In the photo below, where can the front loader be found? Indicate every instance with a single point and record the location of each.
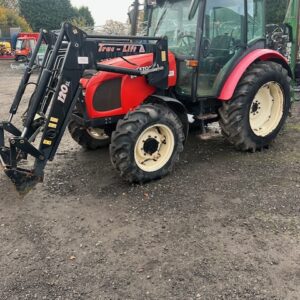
(202, 62)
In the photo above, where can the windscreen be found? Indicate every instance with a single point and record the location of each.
(19, 44)
(171, 19)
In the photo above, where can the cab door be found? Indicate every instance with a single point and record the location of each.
(223, 41)
(173, 20)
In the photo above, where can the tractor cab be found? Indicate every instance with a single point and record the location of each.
(214, 33)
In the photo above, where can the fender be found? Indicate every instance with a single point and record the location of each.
(176, 106)
(237, 73)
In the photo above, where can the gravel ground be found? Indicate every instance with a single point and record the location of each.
(224, 225)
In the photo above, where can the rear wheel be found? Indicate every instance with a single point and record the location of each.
(259, 107)
(147, 143)
(88, 138)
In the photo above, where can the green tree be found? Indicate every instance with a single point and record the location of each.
(47, 14)
(276, 10)
(85, 15)
(11, 4)
(9, 18)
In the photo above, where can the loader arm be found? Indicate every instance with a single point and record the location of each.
(57, 89)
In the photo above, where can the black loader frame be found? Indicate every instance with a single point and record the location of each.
(58, 88)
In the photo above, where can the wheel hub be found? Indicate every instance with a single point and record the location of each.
(266, 110)
(151, 145)
(154, 148)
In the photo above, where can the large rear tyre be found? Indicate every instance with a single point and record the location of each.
(88, 138)
(259, 107)
(147, 143)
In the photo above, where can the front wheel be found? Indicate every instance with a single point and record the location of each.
(259, 107)
(147, 143)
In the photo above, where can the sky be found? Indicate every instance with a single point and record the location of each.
(106, 10)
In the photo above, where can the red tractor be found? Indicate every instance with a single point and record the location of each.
(25, 44)
(202, 62)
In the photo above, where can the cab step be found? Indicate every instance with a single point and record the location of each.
(206, 117)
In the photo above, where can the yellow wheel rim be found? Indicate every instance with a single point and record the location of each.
(266, 110)
(154, 148)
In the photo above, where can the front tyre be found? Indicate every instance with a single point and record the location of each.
(259, 107)
(147, 143)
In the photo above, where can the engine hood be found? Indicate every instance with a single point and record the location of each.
(137, 62)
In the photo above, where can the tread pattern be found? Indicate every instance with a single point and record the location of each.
(234, 114)
(127, 132)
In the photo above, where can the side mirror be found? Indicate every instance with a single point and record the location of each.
(193, 8)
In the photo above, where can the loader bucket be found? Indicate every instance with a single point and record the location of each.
(23, 180)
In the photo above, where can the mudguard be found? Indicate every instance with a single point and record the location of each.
(236, 75)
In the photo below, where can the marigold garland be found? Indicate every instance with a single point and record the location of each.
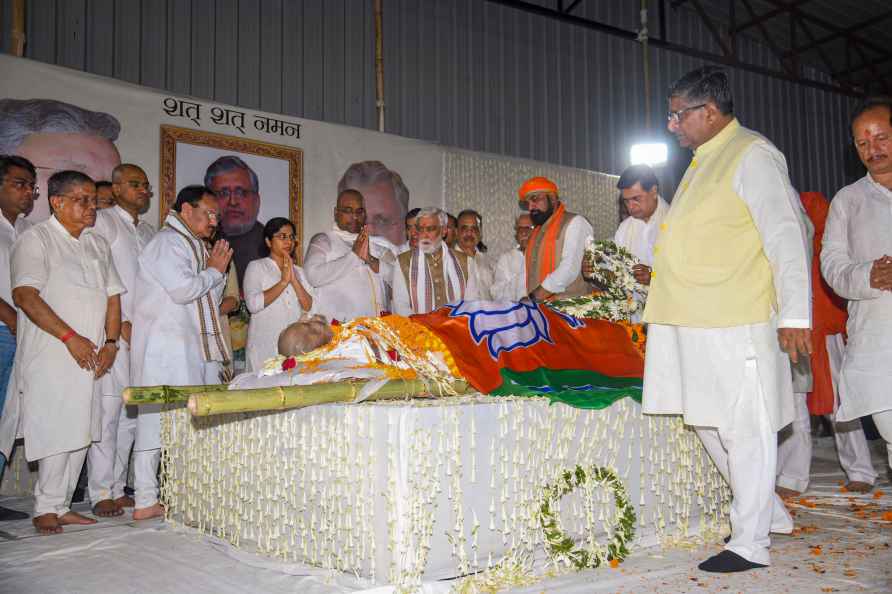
(561, 547)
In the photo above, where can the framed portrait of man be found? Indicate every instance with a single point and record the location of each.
(254, 182)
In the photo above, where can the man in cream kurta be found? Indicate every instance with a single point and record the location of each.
(729, 290)
(65, 283)
(431, 275)
(510, 282)
(557, 244)
(176, 329)
(856, 261)
(127, 235)
(347, 267)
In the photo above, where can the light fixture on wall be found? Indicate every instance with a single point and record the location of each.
(653, 153)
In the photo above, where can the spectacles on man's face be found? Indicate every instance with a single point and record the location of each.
(675, 117)
(83, 201)
(23, 184)
(237, 193)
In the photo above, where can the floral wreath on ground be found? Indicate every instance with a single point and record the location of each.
(561, 548)
(620, 295)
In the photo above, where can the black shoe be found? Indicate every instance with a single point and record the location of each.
(728, 562)
(7, 515)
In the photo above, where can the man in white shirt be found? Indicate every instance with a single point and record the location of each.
(638, 232)
(726, 323)
(557, 243)
(431, 275)
(856, 261)
(18, 189)
(470, 243)
(177, 338)
(347, 266)
(65, 283)
(127, 235)
(510, 282)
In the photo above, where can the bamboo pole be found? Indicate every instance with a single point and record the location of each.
(204, 403)
(165, 394)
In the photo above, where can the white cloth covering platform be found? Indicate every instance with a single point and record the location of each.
(409, 491)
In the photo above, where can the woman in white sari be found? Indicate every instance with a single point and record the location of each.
(276, 293)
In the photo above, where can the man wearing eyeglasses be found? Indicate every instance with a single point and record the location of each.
(17, 194)
(127, 234)
(640, 193)
(65, 282)
(347, 266)
(238, 191)
(729, 307)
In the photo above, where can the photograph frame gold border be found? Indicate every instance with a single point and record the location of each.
(173, 135)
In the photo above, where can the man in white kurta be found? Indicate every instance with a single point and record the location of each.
(176, 329)
(510, 277)
(347, 267)
(65, 283)
(470, 243)
(431, 275)
(127, 235)
(638, 232)
(729, 290)
(856, 261)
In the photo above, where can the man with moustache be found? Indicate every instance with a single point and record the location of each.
(556, 245)
(510, 283)
(431, 275)
(127, 234)
(729, 307)
(237, 188)
(470, 243)
(177, 337)
(347, 266)
(64, 281)
(856, 262)
(18, 189)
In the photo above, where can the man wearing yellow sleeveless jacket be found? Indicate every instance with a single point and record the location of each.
(729, 307)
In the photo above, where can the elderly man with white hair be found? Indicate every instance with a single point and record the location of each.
(431, 275)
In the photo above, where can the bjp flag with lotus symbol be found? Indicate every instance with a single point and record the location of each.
(530, 349)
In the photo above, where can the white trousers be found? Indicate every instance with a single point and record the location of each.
(795, 449)
(883, 421)
(56, 480)
(145, 477)
(747, 461)
(109, 457)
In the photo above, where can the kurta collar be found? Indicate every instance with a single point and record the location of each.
(718, 140)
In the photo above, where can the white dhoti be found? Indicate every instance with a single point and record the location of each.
(733, 385)
(795, 445)
(57, 476)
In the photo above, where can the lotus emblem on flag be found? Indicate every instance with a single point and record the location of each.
(507, 325)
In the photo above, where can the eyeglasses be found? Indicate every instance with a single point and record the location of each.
(238, 193)
(676, 116)
(83, 201)
(140, 185)
(359, 212)
(23, 184)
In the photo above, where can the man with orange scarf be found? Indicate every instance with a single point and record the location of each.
(829, 319)
(554, 251)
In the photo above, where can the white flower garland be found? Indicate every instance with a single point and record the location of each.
(561, 547)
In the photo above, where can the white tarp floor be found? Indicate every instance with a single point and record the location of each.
(841, 544)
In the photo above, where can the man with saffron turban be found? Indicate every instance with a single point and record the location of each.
(555, 249)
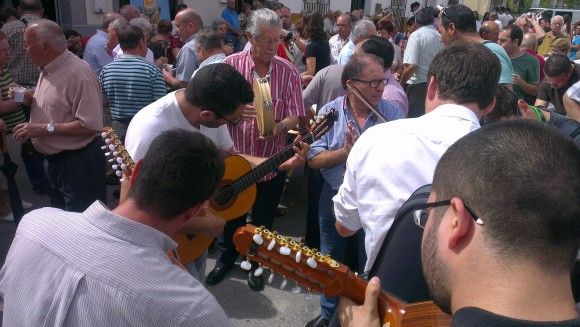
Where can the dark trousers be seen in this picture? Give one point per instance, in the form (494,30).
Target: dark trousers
(263,213)
(416,94)
(77,177)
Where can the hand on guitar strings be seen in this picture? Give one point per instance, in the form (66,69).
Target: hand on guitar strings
(367,315)
(299,158)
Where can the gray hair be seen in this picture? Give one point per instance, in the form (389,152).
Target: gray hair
(260,18)
(143,24)
(360,30)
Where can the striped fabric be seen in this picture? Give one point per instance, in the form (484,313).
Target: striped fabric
(286,97)
(130,84)
(98,269)
(14,118)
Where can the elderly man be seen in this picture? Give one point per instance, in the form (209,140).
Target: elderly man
(21,67)
(187,22)
(96,49)
(329,153)
(264,28)
(422,47)
(556,24)
(339,40)
(360,32)
(64,121)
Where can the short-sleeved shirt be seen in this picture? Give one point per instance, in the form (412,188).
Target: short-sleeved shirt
(319,50)
(67,90)
(421,49)
(528,68)
(162,115)
(335,138)
(507,71)
(547,93)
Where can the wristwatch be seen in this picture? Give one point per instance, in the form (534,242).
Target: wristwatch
(50,128)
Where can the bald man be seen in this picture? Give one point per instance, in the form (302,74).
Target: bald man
(95,53)
(187,23)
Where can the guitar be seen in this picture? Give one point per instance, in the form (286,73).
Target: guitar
(237,192)
(321,274)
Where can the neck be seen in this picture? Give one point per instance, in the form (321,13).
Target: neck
(517,291)
(189,111)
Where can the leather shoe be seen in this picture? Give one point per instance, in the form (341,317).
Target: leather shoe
(256,284)
(318,322)
(218,273)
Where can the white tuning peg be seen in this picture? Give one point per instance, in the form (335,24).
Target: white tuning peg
(246,265)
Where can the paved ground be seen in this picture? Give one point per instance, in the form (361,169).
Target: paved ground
(271,307)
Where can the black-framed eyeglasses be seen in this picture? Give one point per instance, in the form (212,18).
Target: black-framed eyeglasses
(374,83)
(421,212)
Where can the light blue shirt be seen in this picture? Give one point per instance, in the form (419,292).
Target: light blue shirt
(335,138)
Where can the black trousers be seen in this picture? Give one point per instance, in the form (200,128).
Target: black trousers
(263,213)
(77,177)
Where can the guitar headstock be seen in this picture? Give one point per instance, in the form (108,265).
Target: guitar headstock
(309,268)
(119,158)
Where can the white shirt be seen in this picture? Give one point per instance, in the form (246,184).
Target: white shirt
(118,52)
(165,114)
(98,269)
(96,53)
(388,163)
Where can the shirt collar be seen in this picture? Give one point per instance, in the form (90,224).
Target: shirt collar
(128,230)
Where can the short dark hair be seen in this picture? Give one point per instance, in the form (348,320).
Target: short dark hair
(461,78)
(380,47)
(526,194)
(425,16)
(461,16)
(129,37)
(516,33)
(219,88)
(180,169)
(208,39)
(354,67)
(558,64)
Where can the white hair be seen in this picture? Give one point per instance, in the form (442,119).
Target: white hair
(261,18)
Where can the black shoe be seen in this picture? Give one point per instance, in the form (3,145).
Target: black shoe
(318,322)
(218,273)
(256,283)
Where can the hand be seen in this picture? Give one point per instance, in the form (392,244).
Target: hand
(299,157)
(26,131)
(367,315)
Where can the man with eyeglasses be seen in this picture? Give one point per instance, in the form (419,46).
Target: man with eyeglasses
(499,250)
(329,153)
(259,61)
(390,161)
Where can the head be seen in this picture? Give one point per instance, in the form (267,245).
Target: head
(558,70)
(526,197)
(456,20)
(362,30)
(454,76)
(343,22)
(489,31)
(379,47)
(208,42)
(365,73)
(264,29)
(178,174)
(561,46)
(187,23)
(556,24)
(510,38)
(44,41)
(220,92)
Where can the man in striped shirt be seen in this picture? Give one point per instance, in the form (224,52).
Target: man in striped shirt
(130,83)
(264,29)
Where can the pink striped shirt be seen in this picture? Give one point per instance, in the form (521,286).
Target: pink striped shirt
(286,97)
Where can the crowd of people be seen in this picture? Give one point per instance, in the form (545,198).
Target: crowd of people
(487,111)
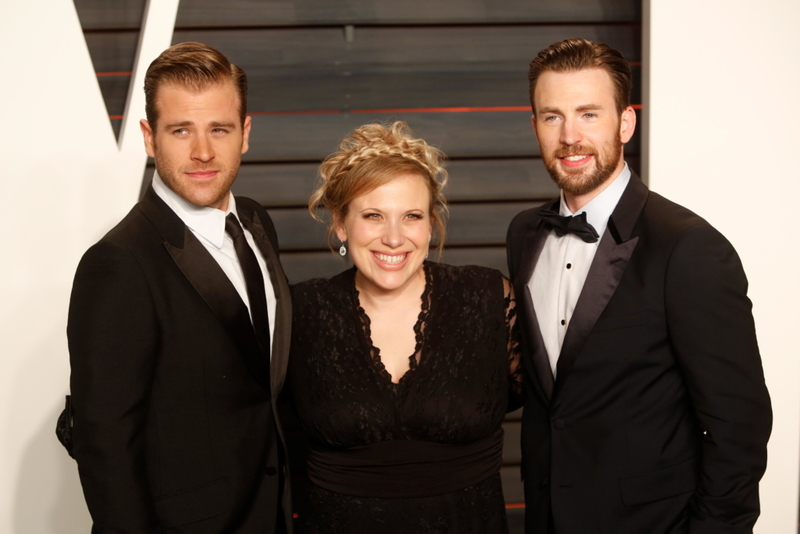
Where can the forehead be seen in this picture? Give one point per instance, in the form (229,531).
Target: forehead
(181,102)
(572,89)
(403,188)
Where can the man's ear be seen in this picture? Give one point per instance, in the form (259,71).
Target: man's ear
(627,124)
(147,133)
(248,122)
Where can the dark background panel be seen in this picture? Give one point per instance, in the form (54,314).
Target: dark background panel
(474,224)
(102,14)
(470,180)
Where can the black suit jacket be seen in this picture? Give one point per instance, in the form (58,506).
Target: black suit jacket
(659,417)
(175,421)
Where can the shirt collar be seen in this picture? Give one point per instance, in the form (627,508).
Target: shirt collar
________________________
Repeat the lines above exactly, beginning with the one containing "Target: man with eyeglasses" and finishing with the one containing "Where can the black suit". No pictures belong in the copy.

Target: man with eyeglasses
(499,250)
(329,153)
(259,61)
(390,161)
Where can the head be seen in this picture? Give one point per instance, in the form (267,245).
Target: head
(558,70)
(526,197)
(456,20)
(362,30)
(454,76)
(343,22)
(489,31)
(379,47)
(208,42)
(365,73)
(264,29)
(178,174)
(561,46)
(187,23)
(556,24)
(510,38)
(44,41)
(220,92)
Where can the man in striped shirt be seen in this picture? Give one point per instance, in the form (224,52).
Target: man in striped shirt
(130,83)
(264,29)
Where can the pink striped shirt be seen in this picture? Give one point per instance, in the form (521,286).
Target: pink striped shirt
(286,97)
Where can the crowd of people be seen in this picture? Give one point per instance, in the form (545,198).
Target: crowd of people
(487,111)
Where can the forehead be seen in this picture? Give one point per instance, in the form (229,531).
Target: forehead
(181,102)
(572,89)
(403,188)
Where can the man's ear be seen in this picture? Give one point per instance, in the form (259,71).
Target: man's ear
(627,124)
(147,133)
(248,122)
Where can the dark background panel be seen in this picture? Give one point per instance, in the form (54,314).
Target: dark background panel
(474,224)
(102,14)
(470,180)
Where can the black suit jacket be seen in this picture? Give one point per instance, in the form (58,506).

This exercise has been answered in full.